For Ubuntu, I suggest unetbootin, though it does not work all the time.

Another way is to format pendrive as ext2 and install the distro in it the normal way using live CD. This works most often. Do this if unetbootin does not work.


----------



## pr.itdude (Nov 27, 2008)

thnx for ur quick suggestions.........
but im not able to perform these task.......
can u just plz give me detailed information.....!!
thnx


----------



## mrintech (Nov 27, 2008)

*Detailed Information here:*



mrintech said:


> *These Links will help you:*
> 
> * *www.howtogeek.com/howto/linux/create-a-bootable-ubuntu-usb-flash-drive-the-easy-way/
> 
> ...


----------



## amitava82 (Nov 27, 2008)

If you are unable to perform this task then do not use Linux.


----------



## Faun (Nov 27, 2008)

@OP
you are linux incompatible, please stick to windows (or perhaps mac)


----------



## pr.itdude (Nov 28, 2008)

oh really.........
thnx for ur passimistic suggestions........
but its of no use........as i have already worked on different flavors of linux........ubuntu, mandriva.....
i didnt have tym so asked the quest.........
thnx anyway......


----------



## amitava82 (Nov 28, 2008)

I seriously doubt your expertise n Linux or computer itself. If you had worked on Linux before, you wouldn't have asked this question at the first place.

And regarding your expertise in Computer, if you can't download a single file (with direct download link given) and follow simple instruction like this: 

*www.clearpixels.net/upload/uploads/91521354634528291384.jpg

which prove otherwise. Next time, have enough time to complete your sentence at least.


----------



## MetalheadGautham (Nov 28, 2008)

I agree with amitava and T159. Some things operations are more like self tests. If you can't do them, you are not good enough to do the rest. So don't end up posting here 10 days later and get a "I told you so" reply. Learning linux needs time, which you lack, according to your own post.


----------



## uday9484 (Nov 28, 2008)

what aboat windows ,can we make xp bootable pendrive and install it to drive


----------



## amitava82 (Nov 28, 2008)

Yes you can.


----------



## mrintech (Nov 28, 2008)

uday9484 said:


> what aboat windows ,can we make xp bootable pendrive and install it to drive


*www.askgb.co.cc/2008/07/creating-live-cdusb-of-xpvista.html


----------



## rajrishi (Jan 12, 2009)

some on answer me how i make partition in pendrive,a bootable pendrive???????????????


----------



## haider_up32 (Jan 14, 2009)

which pd??


----------

• STORED ROWS
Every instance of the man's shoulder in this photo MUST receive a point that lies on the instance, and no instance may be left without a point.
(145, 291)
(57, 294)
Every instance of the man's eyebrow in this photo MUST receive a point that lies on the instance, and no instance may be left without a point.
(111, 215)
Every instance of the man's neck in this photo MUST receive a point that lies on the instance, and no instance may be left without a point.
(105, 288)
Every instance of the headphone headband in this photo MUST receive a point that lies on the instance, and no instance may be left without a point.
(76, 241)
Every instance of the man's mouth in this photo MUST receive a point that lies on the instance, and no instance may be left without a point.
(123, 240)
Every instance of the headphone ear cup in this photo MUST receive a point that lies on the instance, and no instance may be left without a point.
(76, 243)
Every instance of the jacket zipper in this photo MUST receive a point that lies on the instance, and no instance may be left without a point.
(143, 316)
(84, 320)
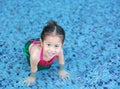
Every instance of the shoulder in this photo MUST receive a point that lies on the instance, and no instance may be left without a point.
(35, 51)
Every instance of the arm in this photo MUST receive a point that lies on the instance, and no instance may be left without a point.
(33, 65)
(62, 73)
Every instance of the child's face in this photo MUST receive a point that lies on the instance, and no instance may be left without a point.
(52, 45)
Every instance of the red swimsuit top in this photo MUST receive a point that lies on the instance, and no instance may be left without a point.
(42, 61)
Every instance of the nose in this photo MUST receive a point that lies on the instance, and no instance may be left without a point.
(52, 49)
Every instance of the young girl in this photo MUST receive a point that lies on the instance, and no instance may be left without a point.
(41, 53)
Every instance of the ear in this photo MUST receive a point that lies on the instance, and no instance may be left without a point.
(41, 41)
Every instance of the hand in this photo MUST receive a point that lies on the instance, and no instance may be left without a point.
(29, 80)
(63, 74)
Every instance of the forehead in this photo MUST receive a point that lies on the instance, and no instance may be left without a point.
(53, 39)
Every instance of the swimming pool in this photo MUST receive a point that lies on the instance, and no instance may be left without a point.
(92, 44)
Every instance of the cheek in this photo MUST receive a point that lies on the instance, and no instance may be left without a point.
(58, 50)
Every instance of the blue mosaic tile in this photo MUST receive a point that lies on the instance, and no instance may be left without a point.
(91, 48)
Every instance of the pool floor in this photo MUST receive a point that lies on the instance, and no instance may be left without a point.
(91, 48)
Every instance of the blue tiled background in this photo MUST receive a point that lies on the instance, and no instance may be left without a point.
(92, 44)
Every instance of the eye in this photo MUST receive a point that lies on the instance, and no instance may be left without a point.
(56, 46)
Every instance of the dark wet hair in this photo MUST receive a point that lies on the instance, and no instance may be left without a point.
(52, 28)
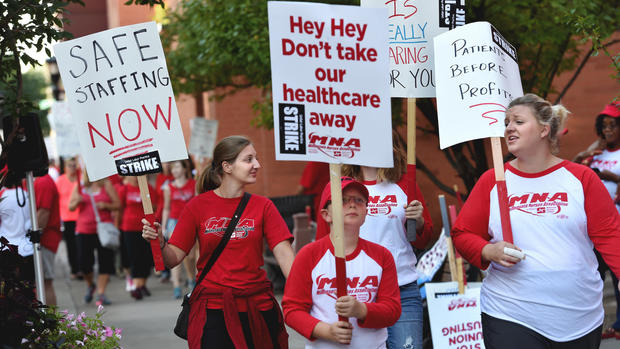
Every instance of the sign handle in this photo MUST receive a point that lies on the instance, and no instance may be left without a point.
(446, 227)
(148, 211)
(411, 178)
(338, 232)
(502, 192)
(459, 198)
(460, 268)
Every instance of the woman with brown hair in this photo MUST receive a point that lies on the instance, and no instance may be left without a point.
(234, 304)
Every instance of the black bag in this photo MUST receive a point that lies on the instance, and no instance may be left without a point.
(180, 329)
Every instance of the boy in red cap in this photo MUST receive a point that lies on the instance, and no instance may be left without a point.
(373, 300)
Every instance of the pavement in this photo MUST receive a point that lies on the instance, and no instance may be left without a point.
(148, 323)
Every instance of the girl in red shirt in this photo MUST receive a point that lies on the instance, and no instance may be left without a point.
(138, 250)
(238, 298)
(106, 201)
(177, 193)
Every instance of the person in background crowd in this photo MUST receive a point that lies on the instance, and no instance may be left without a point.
(233, 306)
(310, 306)
(15, 222)
(106, 201)
(137, 249)
(177, 194)
(48, 218)
(604, 159)
(65, 185)
(386, 225)
(312, 182)
(558, 210)
(161, 181)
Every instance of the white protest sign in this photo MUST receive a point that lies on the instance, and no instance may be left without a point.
(120, 96)
(67, 142)
(331, 100)
(204, 134)
(413, 25)
(477, 77)
(455, 318)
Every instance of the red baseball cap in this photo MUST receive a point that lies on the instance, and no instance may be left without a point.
(612, 110)
(345, 182)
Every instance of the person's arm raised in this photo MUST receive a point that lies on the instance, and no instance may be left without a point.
(171, 254)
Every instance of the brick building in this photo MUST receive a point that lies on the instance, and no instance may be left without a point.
(590, 92)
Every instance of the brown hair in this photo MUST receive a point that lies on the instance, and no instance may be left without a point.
(226, 150)
(391, 174)
(546, 114)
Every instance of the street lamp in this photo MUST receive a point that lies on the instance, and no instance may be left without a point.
(57, 88)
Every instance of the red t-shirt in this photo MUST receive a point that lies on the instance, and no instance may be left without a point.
(47, 198)
(313, 179)
(65, 188)
(86, 222)
(179, 197)
(206, 217)
(131, 206)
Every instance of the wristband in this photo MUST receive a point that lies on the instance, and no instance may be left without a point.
(514, 253)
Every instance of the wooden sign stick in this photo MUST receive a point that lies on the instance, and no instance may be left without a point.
(148, 212)
(446, 226)
(411, 178)
(338, 232)
(460, 269)
(502, 192)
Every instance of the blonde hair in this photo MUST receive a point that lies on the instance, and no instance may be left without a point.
(226, 150)
(546, 114)
(391, 174)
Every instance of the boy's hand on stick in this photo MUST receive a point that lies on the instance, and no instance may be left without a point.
(341, 332)
(349, 306)
(151, 233)
(495, 253)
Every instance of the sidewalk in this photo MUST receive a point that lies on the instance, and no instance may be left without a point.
(148, 323)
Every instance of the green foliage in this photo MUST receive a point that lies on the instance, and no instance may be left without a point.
(26, 25)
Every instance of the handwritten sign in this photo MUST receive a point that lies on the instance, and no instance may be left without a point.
(120, 96)
(204, 134)
(412, 27)
(477, 77)
(455, 318)
(67, 143)
(329, 68)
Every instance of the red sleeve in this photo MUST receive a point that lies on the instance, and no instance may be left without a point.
(385, 310)
(274, 227)
(44, 195)
(471, 229)
(427, 233)
(122, 194)
(184, 234)
(603, 219)
(297, 299)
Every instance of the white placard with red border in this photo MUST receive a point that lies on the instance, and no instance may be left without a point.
(67, 143)
(203, 136)
(412, 27)
(120, 96)
(477, 77)
(331, 100)
(455, 318)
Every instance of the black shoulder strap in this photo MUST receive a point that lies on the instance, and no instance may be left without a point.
(220, 247)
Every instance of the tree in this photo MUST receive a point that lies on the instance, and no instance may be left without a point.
(218, 43)
(29, 25)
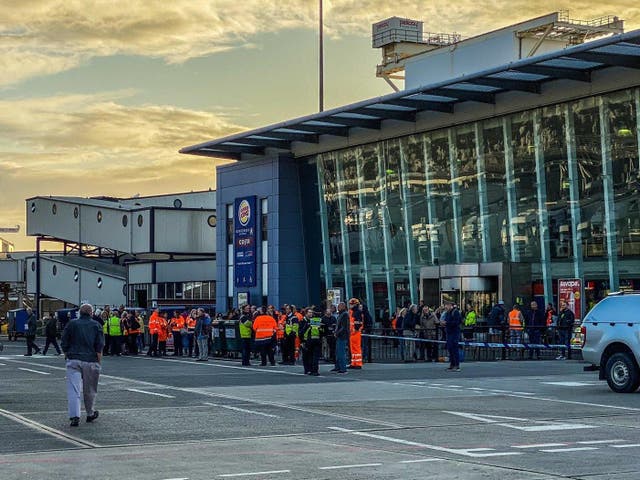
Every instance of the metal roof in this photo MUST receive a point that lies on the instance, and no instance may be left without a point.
(527, 75)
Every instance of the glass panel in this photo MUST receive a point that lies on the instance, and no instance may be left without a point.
(440, 187)
(590, 189)
(416, 189)
(467, 186)
(493, 145)
(526, 233)
(626, 171)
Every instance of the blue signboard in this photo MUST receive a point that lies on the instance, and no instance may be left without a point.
(244, 241)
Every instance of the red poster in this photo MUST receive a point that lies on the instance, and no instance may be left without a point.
(570, 290)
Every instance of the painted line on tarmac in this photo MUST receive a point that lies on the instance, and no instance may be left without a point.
(150, 393)
(238, 409)
(78, 442)
(455, 451)
(247, 474)
(568, 450)
(360, 465)
(34, 371)
(242, 399)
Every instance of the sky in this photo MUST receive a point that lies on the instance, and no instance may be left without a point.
(98, 96)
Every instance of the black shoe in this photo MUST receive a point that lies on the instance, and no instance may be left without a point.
(91, 418)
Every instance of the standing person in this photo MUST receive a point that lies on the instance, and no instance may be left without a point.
(82, 343)
(51, 332)
(311, 336)
(566, 319)
(535, 323)
(202, 332)
(355, 339)
(342, 333)
(32, 327)
(265, 328)
(246, 330)
(452, 323)
(176, 325)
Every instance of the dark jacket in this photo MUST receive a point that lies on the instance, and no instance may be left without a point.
(32, 325)
(342, 326)
(82, 339)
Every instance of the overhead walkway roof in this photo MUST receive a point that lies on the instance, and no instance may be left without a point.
(528, 75)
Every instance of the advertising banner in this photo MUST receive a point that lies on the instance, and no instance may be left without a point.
(244, 241)
(570, 290)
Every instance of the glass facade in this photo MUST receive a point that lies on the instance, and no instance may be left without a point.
(550, 192)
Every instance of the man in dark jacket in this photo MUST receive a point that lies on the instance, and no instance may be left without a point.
(32, 326)
(51, 332)
(453, 321)
(342, 334)
(82, 343)
(535, 323)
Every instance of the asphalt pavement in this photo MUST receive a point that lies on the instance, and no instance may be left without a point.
(174, 418)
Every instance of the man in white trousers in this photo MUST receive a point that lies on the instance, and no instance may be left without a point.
(82, 344)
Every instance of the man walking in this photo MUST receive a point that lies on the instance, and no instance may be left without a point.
(342, 338)
(32, 326)
(51, 332)
(82, 344)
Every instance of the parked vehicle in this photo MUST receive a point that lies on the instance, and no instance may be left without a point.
(611, 340)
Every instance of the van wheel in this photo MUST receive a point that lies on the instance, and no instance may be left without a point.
(623, 375)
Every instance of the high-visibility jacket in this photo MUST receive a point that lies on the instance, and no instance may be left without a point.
(177, 323)
(245, 325)
(264, 326)
(115, 330)
(516, 321)
(470, 319)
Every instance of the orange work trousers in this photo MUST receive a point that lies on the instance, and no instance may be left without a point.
(355, 345)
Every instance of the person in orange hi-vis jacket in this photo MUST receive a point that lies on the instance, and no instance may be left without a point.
(355, 339)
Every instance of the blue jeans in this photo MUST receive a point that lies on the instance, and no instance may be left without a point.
(341, 355)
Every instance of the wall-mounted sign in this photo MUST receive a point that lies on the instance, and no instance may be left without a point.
(244, 241)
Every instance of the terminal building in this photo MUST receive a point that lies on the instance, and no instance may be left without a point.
(140, 252)
(508, 161)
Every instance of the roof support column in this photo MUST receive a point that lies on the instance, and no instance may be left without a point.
(483, 202)
(324, 227)
(366, 262)
(346, 248)
(574, 193)
(388, 264)
(543, 217)
(511, 187)
(408, 227)
(431, 208)
(455, 194)
(609, 198)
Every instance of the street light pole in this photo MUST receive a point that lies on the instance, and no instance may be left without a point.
(321, 62)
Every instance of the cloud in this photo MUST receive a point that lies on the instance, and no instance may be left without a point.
(40, 37)
(86, 145)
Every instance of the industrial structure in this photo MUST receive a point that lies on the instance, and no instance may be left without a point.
(508, 162)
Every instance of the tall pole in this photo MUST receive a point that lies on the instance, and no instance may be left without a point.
(321, 64)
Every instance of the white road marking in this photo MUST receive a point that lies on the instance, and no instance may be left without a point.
(78, 442)
(567, 450)
(455, 451)
(362, 465)
(571, 384)
(238, 409)
(34, 371)
(543, 426)
(421, 460)
(247, 474)
(150, 393)
(540, 445)
(596, 442)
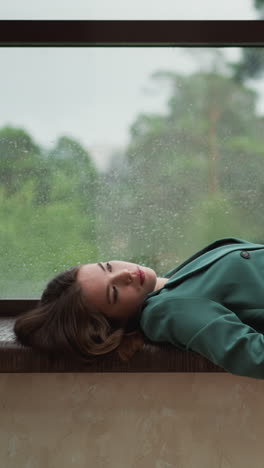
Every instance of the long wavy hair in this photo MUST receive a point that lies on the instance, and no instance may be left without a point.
(63, 324)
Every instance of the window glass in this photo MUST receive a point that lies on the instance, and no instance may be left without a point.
(140, 154)
(130, 10)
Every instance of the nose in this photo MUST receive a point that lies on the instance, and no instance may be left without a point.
(123, 276)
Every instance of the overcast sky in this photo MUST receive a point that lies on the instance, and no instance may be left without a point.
(94, 94)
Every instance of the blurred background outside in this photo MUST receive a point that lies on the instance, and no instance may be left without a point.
(140, 154)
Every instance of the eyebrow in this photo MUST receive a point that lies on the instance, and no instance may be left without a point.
(107, 287)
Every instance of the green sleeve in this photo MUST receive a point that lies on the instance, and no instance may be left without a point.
(210, 329)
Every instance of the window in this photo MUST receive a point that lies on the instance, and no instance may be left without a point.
(139, 153)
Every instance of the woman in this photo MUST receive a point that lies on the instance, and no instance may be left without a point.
(213, 304)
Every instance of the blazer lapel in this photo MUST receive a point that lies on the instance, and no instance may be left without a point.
(210, 254)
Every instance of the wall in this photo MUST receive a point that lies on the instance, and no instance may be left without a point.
(115, 420)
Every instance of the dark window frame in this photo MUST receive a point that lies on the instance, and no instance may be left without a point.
(75, 33)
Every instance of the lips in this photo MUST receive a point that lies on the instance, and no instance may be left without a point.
(141, 276)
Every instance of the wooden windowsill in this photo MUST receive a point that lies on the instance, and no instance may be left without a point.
(152, 358)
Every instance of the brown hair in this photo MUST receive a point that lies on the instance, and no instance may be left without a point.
(62, 322)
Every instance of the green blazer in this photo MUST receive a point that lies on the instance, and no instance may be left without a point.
(213, 304)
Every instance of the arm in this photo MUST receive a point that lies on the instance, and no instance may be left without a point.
(210, 329)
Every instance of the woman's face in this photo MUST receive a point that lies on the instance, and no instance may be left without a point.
(116, 288)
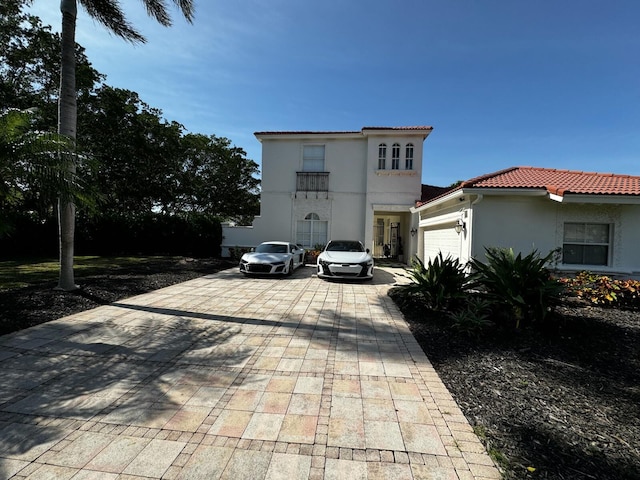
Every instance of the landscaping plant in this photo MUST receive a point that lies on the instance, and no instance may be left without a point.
(522, 284)
(440, 284)
(604, 291)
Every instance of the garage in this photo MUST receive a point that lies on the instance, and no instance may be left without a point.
(441, 238)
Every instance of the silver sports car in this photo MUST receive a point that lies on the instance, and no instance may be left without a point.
(273, 258)
(345, 259)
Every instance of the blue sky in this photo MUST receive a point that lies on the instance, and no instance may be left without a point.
(546, 83)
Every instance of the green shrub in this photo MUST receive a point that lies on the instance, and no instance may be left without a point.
(521, 283)
(440, 284)
(603, 291)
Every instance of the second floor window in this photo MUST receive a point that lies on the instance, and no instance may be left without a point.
(313, 158)
(395, 156)
(382, 156)
(408, 158)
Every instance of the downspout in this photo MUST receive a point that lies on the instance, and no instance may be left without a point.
(478, 199)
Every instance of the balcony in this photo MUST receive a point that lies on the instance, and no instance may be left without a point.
(312, 182)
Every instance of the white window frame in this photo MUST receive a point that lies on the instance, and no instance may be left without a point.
(395, 156)
(585, 242)
(312, 231)
(313, 158)
(382, 156)
(408, 158)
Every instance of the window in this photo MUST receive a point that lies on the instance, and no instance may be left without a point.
(395, 156)
(312, 231)
(408, 157)
(586, 244)
(313, 158)
(382, 156)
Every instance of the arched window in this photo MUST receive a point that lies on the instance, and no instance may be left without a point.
(312, 231)
(408, 157)
(395, 156)
(382, 156)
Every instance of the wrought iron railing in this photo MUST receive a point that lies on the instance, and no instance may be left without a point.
(312, 182)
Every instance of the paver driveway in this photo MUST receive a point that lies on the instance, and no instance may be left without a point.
(233, 378)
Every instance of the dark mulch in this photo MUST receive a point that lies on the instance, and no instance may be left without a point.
(565, 403)
(25, 307)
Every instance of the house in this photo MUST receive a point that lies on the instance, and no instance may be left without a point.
(592, 218)
(357, 185)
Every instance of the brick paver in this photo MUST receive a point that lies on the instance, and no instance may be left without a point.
(226, 377)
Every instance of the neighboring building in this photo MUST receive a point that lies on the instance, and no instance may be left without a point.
(593, 218)
(358, 185)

• TASKS
(a) List each distinct username that appears in a post header in the pendrive thread, in order of first appearance.
(b) Copy word for word the part of the pendrive thread between "## pr.itdude (Nov 28, 2008)" and "asked the quest.........", inclusive.

• RESPONSES BY TASK
(a) pr.itdude, mrintech, amitava82, Faun, MetalheadGautham, uday9484, rajrishi, haider_up32

(b)
## pr.itdude (Nov 28, 2008)

oh really.........
thnx for ur passimistic suggestions........
but its of no use........as i have already worked on different flavors of linux........ubuntu, mandriva.....
i didnt have tym so asked the quest.........